Task description -
The output must match the entries below exactly.

Point localization data:
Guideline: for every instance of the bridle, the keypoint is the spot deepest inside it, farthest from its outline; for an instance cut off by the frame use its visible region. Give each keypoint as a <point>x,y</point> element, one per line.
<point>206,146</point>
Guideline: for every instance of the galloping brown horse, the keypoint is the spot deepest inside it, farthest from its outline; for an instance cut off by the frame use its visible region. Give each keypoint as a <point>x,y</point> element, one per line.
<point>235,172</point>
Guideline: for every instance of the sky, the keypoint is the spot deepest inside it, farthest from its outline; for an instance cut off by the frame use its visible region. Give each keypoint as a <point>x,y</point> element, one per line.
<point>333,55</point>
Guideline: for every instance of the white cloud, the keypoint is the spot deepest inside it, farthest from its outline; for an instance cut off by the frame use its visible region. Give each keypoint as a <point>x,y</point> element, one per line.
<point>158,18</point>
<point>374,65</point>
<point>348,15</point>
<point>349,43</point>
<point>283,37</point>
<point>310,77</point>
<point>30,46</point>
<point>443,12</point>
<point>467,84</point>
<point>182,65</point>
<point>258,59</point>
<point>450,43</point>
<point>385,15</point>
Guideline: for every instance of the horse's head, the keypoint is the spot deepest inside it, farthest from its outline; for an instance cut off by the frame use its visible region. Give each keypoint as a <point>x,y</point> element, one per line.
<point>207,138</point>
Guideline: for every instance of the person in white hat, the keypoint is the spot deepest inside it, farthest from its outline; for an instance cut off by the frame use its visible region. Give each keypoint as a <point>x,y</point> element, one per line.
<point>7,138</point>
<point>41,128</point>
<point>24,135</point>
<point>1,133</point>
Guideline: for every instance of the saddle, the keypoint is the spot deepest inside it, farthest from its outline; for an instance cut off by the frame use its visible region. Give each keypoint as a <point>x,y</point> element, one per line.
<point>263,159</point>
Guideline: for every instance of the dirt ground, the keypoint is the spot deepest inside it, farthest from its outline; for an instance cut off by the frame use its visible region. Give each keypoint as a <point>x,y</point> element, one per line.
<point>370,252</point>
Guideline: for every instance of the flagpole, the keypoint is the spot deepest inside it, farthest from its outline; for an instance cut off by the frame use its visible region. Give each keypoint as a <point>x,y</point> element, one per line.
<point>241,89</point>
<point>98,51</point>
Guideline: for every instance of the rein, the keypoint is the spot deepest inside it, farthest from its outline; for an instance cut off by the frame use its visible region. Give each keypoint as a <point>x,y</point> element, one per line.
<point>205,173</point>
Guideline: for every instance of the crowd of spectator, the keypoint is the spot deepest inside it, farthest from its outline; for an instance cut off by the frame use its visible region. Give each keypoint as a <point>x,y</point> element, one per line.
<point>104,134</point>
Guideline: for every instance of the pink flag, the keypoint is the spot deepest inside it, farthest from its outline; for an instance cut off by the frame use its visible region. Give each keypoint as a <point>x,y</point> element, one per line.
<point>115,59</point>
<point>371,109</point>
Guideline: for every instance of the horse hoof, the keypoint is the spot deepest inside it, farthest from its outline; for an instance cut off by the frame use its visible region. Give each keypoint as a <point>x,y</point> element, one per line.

Exercise result -
Guideline: for every instance of the bridle, the keypoint is the spot deepest inside it, farthest from its outline; for an instance cut off by the frame use its visible region. Give each keypoint as a <point>x,y</point> element, one per line.
<point>206,146</point>
Guideline: for every instance of the galloping brown horse, the keypoint is the spot deepest inside it, farthest from its outline; for an instance cut off by the frame use its visible region. Give each keypoint as a <point>x,y</point> element, one per line.
<point>235,172</point>
Guideline: for every instance of the sky, the keypoint is the spot deepest inside it, farthest from its outline; for an instance cut off by the frame use its visible region. Give each keypoint as a <point>x,y</point> element, one per line.
<point>333,55</point>
Guideline: for every instance of the white cloud, the keypoint is the spot deepest inside it, farthest from its outline; for an instance cut off by the frame use its visible region. Give each keypoint as a <point>x,y</point> element, one per line.
<point>158,18</point>
<point>374,65</point>
<point>348,15</point>
<point>349,43</point>
<point>283,37</point>
<point>310,77</point>
<point>30,46</point>
<point>443,12</point>
<point>467,84</point>
<point>182,65</point>
<point>258,59</point>
<point>450,43</point>
<point>385,15</point>
Guideline: for every instance of the horse's head, the keypoint is the spot deepest inside it, farthest from its outline; for an instance cut off by the frame use its visible region. Give each keypoint as a <point>x,y</point> element, one per line.
<point>207,138</point>
Guideline: for every instance of the person in white hat, the keypoint is the spot deepest inside it, farthest from its outline; for an instance cut off by the frame use its visible region. Give each keypoint as a <point>x,y</point> element, one per line.
<point>7,138</point>
<point>41,128</point>
<point>24,135</point>
<point>1,133</point>
Guideline: for every instance of the saddle, the keypoint is the spot deepest inside it, farthest from its outline; for an instance cut off by the frame use its visible region. Give each keypoint as a <point>x,y</point> element, one per line.
<point>263,159</point>
Guideline: for every instance of the dirt ground, the keypoint is the spot deepest inside it, farthest from its outline; for an instance cut off by the frame use its visible region. Give each keypoint as a <point>x,y</point> element, one per line.
<point>370,252</point>
Guideline: for every instance of the flagpole, the keypoint is the spot deepest inside it, farthest from its outline; for an instance cut off by the frame use its visible region. Give each keypoint as a <point>x,y</point> element, one per line.
<point>241,89</point>
<point>98,51</point>
Guideline: for every instance of the rein, the keypoint is the spot deepest inside it, farthest from its outline; for an instance cut off by the frame use its visible region. Give each keypoint as a <point>x,y</point> element, one per line.
<point>205,173</point>
Guideline: for every instance of the crowd of spectator, the keypoint is the spot deepest inside it, farthest from its outline; for an instance cut off by the frame use its visible region. Give each keypoint as a <point>x,y</point> element, one per line.
<point>104,134</point>
Guideline: for every instance of the pink flag, the keypoint is the spot deepest inside it, farthest from its outline; for an instance cut off by the frame use its visible region. Give each keypoint as a <point>x,y</point> element, one per line.
<point>115,59</point>
<point>371,109</point>
Guideline: for every instance of the horse hoof, the keypoint is the spot deepest inside it, farthest from its outline; for an instance cut off by the frame use its visible region. Give each keypoint as a <point>x,y</point> element, one per line.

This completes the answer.